→ **Fragmento seleccionado**
Una verdadera política contra la violencia y la impunidad sólo es posible si mediante una unidad y una movilización nacional, el tema de la violencia y la impunidad deja de ser un pretexto para negociaciones identitarias y se vuelve una agenda de todos que obligue a las partes sanas del Estado a crear y accionar una política no de gobierno, sino de Estado que, a mediano y largo plazos, pueda devolverle al país el suelo de justicia y paz que le pertenece. Hay, para ello, una propuesta de Justicia Transicional, acordada y traicionada por la mal llamada 4T, que no ha sido lo suficientemente entendida ni discutida por las organizaciones identitarias. Puede haber otras. Pero para ello, las organizaciones identitarias deberían reunirse y crear una agenda común, respaldada por la prensa, que trabaje en esa unidad y en esa movilización.
Hace unos meses, el 16 de julio, con motivo de la consulta popular sobre la justicia, que los intereses identitarios de Morena quisieron reducir a un juicio a los expresidentes, el EZLN llamó –en una misiva que tituló “La Extemporánea y una Iniciativa Nacional”–, no sólo a una movilización por “una Comisión de la Verdad y la Justicia para las Víctimas […] Porque no puede haber vida sin verdad y justicia”, sino a conformar un “Frente de lucha por la vida” “con el Congreso Nacional Indígena-CIG, la Sexta nacional, las Redes de Resistencia y Rebeldía, Organizaciones No Gubernamentales de defensa de los Derechos Humanos, colectivos de Víctimas de la violencia, familiares de desaparecid@s y afines, así como con artistas e intelectuales”.
Yo y muchos esperábamos y continuamos esperando todavía ese encuentro fundamental.
Es el EZLN, cuya autoridad moral, cuyos 27 años de resistencia son indiscutibles, el único que puede convocar y hacer posible en sus territorios ese encuentro que derive en una agenda común de verdad, justicia y paz, y en una gran movilización nacional.
Sin ello no habrá ya suelo ni país ni democracia ni dignidad alguna. Sólo un mundo de seres pidiendo a sus verdugos ser reconocidos en su particular estatus de víctimas. No en vano la teología imaginó el infierno como un orden penitencial.
Además opino que hay que respetar los Acuerdos de San Andrés, detener la guerra, liberar a todos los presos políticos, hacer justicia a las víctimas de la violencia, juzgar a gobernadores y funcionarios criminales, esclarecer el asesinato de Samir Flores, la masacre de los LeBarón, detener los megaproyectos y devolverle la gobernabilidad a México.

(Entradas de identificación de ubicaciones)
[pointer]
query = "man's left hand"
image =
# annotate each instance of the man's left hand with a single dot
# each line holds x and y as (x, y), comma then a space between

* * *

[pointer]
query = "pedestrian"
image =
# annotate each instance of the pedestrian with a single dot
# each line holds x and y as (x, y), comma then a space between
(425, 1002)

→ **Tarea**
Transcribe del fragmento sobre la violencia y la impunidad todo lo que va desde "Es el EZLN, cuya" hasta "gobernabilidad a México.", ambos incluidos.

→ **Respuesta al ejercicio**
Es el EZLN, cuya autoridad moral, cuyos 27 años de resistencia son indiscutibles, el único que puede convocar y hacer posible en sus territorios ese encuentro que derive en una agenda común de verdad, justicia y paz, y en una gran movilización nacional.
Sin ello no habrá ya suelo ni país ni democracia ni dignidad alguna. Sólo un mundo de seres pidiendo a sus verdugos ser reconocidos en su particular estatus de víctimas. No en vano la teología imaginó el infierno como un orden penitencial.
Además opino que hay que respetar los Acuerdos de San Andrés, detener la guerra, liberar a todos los presos políticos, hacer justicia a las víctimas de la violencia, juzgar a gobernadores y funcionarios criminales, esclarecer el asesinato de Samir Flores, la masacre de los LeBarón, detener los megaproyectos y devolverle la gobernabilidad a México.